*TASK*. Here are records with pictures in them. Copy all of them exactly and leave the pictures out.
-- start DATA SUPPLIED --
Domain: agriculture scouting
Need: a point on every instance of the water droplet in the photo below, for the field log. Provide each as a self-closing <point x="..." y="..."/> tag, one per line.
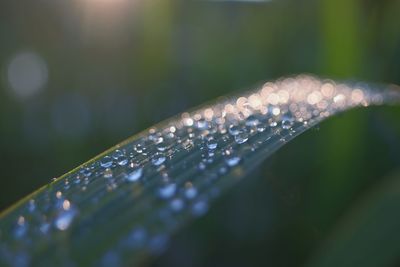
<point x="202" y="124"/>
<point x="252" y="121"/>
<point x="44" y="227"/>
<point x="107" y="173"/>
<point x="122" y="161"/>
<point x="241" y="137"/>
<point x="232" y="160"/>
<point x="135" y="175"/>
<point x="161" y="147"/>
<point x="167" y="191"/>
<point x="212" y="143"/>
<point x="106" y="162"/>
<point x="31" y="205"/>
<point x="158" y="159"/>
<point x="234" y="129"/>
<point x="202" y="166"/>
<point x="190" y="192"/>
<point x="65" y="216"/>
<point x="287" y="123"/>
<point x="176" y="204"/>
<point x="21" y="227"/>
<point x="139" y="148"/>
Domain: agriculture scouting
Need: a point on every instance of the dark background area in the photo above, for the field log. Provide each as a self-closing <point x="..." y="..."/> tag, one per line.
-- end DATA SUPPLIED --
*SOLUTION*.
Domain: agriculture scouting
Need: a point on every instance of the water droplet in the photo below, for the field log. Provide each as a self-closing <point x="..." y="..."/> tag, one per line.
<point x="202" y="124"/>
<point x="252" y="121"/>
<point x="44" y="227"/>
<point x="107" y="173"/>
<point x="122" y="161"/>
<point x="241" y="137"/>
<point x="232" y="160"/>
<point x="135" y="175"/>
<point x="161" y="147"/>
<point x="167" y="191"/>
<point x="212" y="143"/>
<point x="106" y="162"/>
<point x="31" y="205"/>
<point x="158" y="159"/>
<point x="234" y="129"/>
<point x="202" y="166"/>
<point x="190" y="192"/>
<point x="65" y="216"/>
<point x="287" y="123"/>
<point x="176" y="204"/>
<point x="21" y="227"/>
<point x="139" y="148"/>
Domain: agriculture scouting
Need: a point on every instance of the dark background area in the photo above, for the field log. Provide each as a self-closing <point x="..." y="..."/> tag, one per line.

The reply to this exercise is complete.